PROVIDED DATA —
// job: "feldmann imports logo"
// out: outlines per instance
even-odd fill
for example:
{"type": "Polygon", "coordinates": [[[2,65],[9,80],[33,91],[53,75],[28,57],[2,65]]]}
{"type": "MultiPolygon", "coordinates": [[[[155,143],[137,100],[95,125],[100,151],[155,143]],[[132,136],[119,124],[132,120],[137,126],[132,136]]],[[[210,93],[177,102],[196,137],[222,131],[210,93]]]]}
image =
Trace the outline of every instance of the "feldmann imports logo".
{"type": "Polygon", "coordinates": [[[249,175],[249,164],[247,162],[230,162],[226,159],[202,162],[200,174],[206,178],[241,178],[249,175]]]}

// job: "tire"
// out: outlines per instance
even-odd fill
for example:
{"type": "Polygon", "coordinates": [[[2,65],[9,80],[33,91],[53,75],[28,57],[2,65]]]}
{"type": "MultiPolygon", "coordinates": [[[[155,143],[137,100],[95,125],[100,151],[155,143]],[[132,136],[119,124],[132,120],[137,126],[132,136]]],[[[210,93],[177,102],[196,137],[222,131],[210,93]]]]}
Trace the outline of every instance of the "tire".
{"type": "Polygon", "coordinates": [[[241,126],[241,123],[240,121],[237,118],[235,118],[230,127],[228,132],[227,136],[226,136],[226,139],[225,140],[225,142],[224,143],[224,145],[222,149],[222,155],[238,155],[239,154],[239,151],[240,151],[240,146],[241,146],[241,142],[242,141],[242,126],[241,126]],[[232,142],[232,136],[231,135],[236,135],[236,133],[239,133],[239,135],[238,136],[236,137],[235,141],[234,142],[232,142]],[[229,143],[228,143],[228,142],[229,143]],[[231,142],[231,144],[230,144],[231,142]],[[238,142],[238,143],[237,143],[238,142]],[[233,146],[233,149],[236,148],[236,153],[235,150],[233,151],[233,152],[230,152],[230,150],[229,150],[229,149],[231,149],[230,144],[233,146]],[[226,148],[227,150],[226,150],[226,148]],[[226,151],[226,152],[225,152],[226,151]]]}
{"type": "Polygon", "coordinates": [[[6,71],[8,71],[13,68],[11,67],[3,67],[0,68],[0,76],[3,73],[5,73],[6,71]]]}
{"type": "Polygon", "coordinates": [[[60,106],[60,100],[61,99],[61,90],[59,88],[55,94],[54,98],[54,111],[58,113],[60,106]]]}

INSTRUCTIONS FOR THE TASK —
Reproduce every line of the material above verbatim, from start to finish.

THE ANSWER —
// job: "feldmann imports logo"
// out: outlines per instance
even-odd fill
for example:
{"type": "Polygon", "coordinates": [[[2,65],[9,80],[33,91],[53,75],[28,57],[2,65]]]}
{"type": "MultiPolygon", "coordinates": [[[[155,143],[137,100],[95,125],[100,151],[155,143]],[[132,136],[119,124],[132,120],[137,126],[132,136]]],[[[210,93],[177,102],[196,137],[222,131],[210,93]]]]}
image =
Trace the outline of every instance of the "feldmann imports logo".
{"type": "Polygon", "coordinates": [[[249,175],[249,164],[247,162],[230,162],[226,159],[202,162],[200,174],[206,178],[241,178],[249,175]]]}

// job: "tire"
// out: outlines per instance
even-odd fill
for example:
{"type": "Polygon", "coordinates": [[[2,65],[9,80],[33,91],[53,75],[28,57],[2,65]]]}
{"type": "MultiPolygon", "coordinates": [[[[155,143],[137,100],[95,125],[100,151],[155,143]],[[132,136],[119,124],[132,120],[137,126],[132,136]]],[[[210,93],[177,102],[196,137],[222,131],[210,93]]]]}
Trace the outline of every instance of the "tire".
{"type": "Polygon", "coordinates": [[[241,126],[241,123],[240,121],[237,118],[235,118],[230,127],[228,132],[227,136],[226,136],[226,139],[225,140],[225,142],[224,143],[224,145],[222,149],[222,155],[238,155],[239,154],[239,151],[240,151],[240,146],[241,146],[241,142],[242,141],[242,126],[241,126]],[[232,142],[232,136],[231,135],[236,135],[236,133],[239,133],[239,135],[238,136],[236,137],[235,141],[234,142],[232,142]],[[229,143],[228,143],[228,142],[229,143]],[[231,142],[231,144],[230,144],[231,142]],[[238,142],[238,143],[237,143],[238,142]],[[233,146],[233,149],[236,148],[236,153],[235,150],[233,151],[233,152],[230,152],[230,150],[229,150],[229,149],[231,149],[230,144],[233,146]],[[226,148],[227,150],[226,150],[226,148]],[[226,151],[226,152],[225,152],[226,151]]]}
{"type": "Polygon", "coordinates": [[[6,71],[8,71],[13,68],[11,67],[3,67],[0,68],[0,76],[3,73],[5,73],[6,71]]]}
{"type": "Polygon", "coordinates": [[[60,106],[60,100],[61,99],[61,90],[59,88],[55,94],[54,98],[54,111],[58,113],[60,106]]]}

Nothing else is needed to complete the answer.